== DATA SUPPLIED ==

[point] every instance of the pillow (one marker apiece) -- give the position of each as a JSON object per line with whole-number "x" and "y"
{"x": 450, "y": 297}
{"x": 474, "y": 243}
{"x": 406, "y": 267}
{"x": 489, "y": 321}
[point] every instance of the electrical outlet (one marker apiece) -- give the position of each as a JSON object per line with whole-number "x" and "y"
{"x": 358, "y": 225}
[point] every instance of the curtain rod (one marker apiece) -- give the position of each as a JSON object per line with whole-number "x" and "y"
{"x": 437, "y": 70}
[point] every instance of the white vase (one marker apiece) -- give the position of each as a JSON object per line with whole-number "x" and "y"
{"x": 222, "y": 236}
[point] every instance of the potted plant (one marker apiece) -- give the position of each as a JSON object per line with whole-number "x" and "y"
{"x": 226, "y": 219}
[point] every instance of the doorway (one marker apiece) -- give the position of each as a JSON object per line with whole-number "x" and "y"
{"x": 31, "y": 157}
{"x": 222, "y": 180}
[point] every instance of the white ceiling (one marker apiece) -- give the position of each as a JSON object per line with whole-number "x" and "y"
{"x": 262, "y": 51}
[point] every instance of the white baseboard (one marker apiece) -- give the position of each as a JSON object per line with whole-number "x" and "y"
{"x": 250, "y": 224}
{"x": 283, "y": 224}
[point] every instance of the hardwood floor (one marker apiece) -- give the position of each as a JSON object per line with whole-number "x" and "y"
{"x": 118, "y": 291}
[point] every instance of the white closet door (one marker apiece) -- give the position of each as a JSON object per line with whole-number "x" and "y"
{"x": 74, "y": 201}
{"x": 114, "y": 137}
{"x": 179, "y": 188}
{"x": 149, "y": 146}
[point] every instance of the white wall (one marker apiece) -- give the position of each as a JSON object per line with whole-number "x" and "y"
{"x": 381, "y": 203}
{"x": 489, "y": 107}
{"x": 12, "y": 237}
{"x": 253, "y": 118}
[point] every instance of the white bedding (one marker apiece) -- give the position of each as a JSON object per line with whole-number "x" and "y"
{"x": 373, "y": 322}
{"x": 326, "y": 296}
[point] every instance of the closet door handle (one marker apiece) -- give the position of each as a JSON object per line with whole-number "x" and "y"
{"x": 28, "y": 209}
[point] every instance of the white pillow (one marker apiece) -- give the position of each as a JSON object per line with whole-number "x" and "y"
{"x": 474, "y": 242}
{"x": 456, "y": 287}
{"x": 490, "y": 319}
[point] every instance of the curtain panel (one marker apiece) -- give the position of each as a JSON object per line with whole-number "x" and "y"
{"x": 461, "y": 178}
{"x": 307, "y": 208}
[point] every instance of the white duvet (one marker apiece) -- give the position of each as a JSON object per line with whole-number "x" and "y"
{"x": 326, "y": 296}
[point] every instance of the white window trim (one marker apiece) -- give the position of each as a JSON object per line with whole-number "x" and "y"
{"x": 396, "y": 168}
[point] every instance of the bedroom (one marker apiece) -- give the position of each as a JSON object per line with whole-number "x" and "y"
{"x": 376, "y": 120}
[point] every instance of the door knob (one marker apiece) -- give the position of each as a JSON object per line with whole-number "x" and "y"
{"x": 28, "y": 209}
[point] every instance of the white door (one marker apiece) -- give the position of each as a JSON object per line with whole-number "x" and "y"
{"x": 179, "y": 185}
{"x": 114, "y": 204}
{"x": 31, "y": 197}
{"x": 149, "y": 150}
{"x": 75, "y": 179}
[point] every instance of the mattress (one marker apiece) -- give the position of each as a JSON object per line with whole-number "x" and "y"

===

TASK GOAL: Print out each line of the data exactly.

RESPONSE TO THIS TASK:
[point] every instance of the pillow (one marker apiece) -- give the position of each as a JSON object per line with whole-number "x" and "y"
{"x": 450, "y": 297}
{"x": 474, "y": 243}
{"x": 406, "y": 267}
{"x": 489, "y": 321}
[point] every instance of the electrical outlet (one marker apiece) -- give the position of each as a JSON object per line with whole-number "x" and "y"
{"x": 358, "y": 225}
[point] every instance of the curtain rod (one marker apiece) -- give the position of each as a JSON object per line with whole-number "x" and "y"
{"x": 437, "y": 70}
[point] every instance of the white vase (one marker apiece) -- give the position of each as a JSON object per line with whole-number "x" and "y"
{"x": 222, "y": 236}
[point] every instance of the potted plant (one marker apiece) -- give the position of each as a JSON object per line with whole-number "x" and "y"
{"x": 226, "y": 219}
[point] every instance of the doorway (one marker apiece) -- give the position of each as a JSON object per line with whole-number "x" and "y"
{"x": 31, "y": 157}
{"x": 222, "y": 180}
[point] every instance of the white ceiling (one marker apiece) -- give the position of each as a JSON object per line with whole-number "x" and "y"
{"x": 262, "y": 51}
[point] every instance of the white baseboard (one marker apiece) -- give the position of each as a JSON object per line with whole-number "x" and "y"
{"x": 250, "y": 224}
{"x": 283, "y": 224}
[point] every instance of the hardwood floor (one marker apiece) -- give the position of each as a JSON object per line with whole-number "x" and "y"
{"x": 118, "y": 291}
[point] every instance of the white closet door (one marker apiece) -- give the position of each as a JSON object per line with whole-number "x" and "y"
{"x": 74, "y": 201}
{"x": 114, "y": 137}
{"x": 179, "y": 188}
{"x": 149, "y": 146}
[point] every instance of the white wall (one marker apiece) -- give the position of each as a JSON object per line with whole-number "x" and "y"
{"x": 381, "y": 203}
{"x": 489, "y": 107}
{"x": 12, "y": 237}
{"x": 253, "y": 118}
[point] every instance of the white bedding (one marker apiece) -- give the position of each as a JSON object per line with whole-number "x" and "y"
{"x": 373, "y": 322}
{"x": 326, "y": 296}
[point] every instance of the closet door handle (one marker apiece) -- give the position of each as a JSON object per line with whole-number "x" and "y"
{"x": 28, "y": 209}
[point] every instance of the white pillow (one marker apiece) -- give the position of each as a JSON object per line with whole-number "x" and "y"
{"x": 474, "y": 242}
{"x": 456, "y": 287}
{"x": 490, "y": 319}
[point] every instance of the curtain panel (one marker apiece) -- give the position of each as a JSON object per line with whole-number "x" and "y"
{"x": 461, "y": 178}
{"x": 307, "y": 208}
[point] every instance of the white duvet (one marker apiece) -- give the position of each as a JSON object per line with whole-number "x" and "y"
{"x": 326, "y": 296}
[point] every instance of the white window trim (one marker apiece) -- give the position of each as a JSON object per line with whole-number "x" and "y"
{"x": 396, "y": 168}
[point] every instance of the bedroom (one marker apiece) -- give the position of each as a JSON object per line with whole-number "x" and "y"
{"x": 376, "y": 120}
[point] every instance of the door knob (one marker apiece) -- give the position of each as a JSON object per line with whole-number "x" and "y"
{"x": 28, "y": 209}
[point] every instance of the white door (one marker apiece) -- give the position of each as a JSON object per line with whole-number "x" and "y"
{"x": 179, "y": 185}
{"x": 114, "y": 204}
{"x": 31, "y": 197}
{"x": 149, "y": 150}
{"x": 75, "y": 179}
[point] every instance of the mattress (one marker apiece) -- give the position of each as a JSON object per line with whole-number "x" and "y"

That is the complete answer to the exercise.